Activity> Report each line of the entries that contains the word "building", copied in full.

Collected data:
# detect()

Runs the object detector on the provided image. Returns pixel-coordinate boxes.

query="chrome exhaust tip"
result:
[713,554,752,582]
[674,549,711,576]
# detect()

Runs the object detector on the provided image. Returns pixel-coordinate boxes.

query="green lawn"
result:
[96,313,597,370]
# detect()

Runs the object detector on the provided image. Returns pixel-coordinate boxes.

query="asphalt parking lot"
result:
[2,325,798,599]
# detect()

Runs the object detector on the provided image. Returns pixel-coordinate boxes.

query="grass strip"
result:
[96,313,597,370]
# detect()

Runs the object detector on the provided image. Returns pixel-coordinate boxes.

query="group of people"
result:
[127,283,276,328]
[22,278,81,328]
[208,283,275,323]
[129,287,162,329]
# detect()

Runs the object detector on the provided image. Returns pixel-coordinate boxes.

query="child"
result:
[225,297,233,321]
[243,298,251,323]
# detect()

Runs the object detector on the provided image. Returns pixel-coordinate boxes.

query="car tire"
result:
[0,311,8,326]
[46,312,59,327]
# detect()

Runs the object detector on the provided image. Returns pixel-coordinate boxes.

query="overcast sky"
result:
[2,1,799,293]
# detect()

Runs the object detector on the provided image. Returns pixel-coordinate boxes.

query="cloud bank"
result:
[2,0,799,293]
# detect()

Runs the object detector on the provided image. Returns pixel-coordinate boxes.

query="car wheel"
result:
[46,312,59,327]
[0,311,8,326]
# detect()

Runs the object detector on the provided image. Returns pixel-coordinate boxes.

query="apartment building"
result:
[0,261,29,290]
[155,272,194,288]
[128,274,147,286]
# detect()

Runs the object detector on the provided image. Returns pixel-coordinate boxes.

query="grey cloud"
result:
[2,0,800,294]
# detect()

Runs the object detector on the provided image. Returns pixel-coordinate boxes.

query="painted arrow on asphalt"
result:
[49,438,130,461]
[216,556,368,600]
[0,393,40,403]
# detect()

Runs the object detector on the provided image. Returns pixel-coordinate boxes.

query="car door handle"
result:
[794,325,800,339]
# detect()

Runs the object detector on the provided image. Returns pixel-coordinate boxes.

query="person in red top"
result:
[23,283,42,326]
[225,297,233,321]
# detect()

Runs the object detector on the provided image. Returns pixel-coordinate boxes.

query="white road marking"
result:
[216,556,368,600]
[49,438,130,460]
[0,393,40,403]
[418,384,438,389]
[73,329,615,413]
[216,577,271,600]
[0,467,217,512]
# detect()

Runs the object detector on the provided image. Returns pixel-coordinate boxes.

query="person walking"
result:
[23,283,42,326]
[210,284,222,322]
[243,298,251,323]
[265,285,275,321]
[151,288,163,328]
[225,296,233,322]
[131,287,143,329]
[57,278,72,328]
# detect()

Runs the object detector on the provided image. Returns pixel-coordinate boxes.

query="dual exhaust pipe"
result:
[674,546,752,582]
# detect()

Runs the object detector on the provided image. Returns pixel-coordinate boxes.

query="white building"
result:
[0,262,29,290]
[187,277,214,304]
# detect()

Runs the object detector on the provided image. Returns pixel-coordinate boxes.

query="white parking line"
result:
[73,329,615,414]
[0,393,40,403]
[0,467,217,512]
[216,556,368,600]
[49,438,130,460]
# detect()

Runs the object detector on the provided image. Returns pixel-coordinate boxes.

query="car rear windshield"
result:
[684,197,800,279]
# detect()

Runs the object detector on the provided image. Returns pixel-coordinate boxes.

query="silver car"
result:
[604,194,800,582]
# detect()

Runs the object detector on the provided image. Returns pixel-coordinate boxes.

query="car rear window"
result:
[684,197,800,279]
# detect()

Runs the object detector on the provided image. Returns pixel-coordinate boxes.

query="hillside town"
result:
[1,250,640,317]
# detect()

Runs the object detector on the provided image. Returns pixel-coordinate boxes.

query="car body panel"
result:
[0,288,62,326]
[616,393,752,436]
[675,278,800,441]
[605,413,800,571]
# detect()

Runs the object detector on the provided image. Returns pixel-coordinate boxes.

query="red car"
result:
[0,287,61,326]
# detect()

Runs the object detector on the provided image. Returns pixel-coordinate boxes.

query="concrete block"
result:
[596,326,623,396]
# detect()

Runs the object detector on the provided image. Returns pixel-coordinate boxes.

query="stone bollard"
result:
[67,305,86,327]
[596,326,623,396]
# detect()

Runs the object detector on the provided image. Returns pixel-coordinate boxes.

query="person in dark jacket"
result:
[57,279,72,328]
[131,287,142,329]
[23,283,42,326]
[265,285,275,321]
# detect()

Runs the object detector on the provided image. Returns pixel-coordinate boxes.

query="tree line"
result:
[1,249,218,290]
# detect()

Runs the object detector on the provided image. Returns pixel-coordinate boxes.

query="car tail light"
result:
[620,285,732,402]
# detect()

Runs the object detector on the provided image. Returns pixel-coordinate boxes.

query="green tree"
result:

Response>
query="apartment building"
query="white building"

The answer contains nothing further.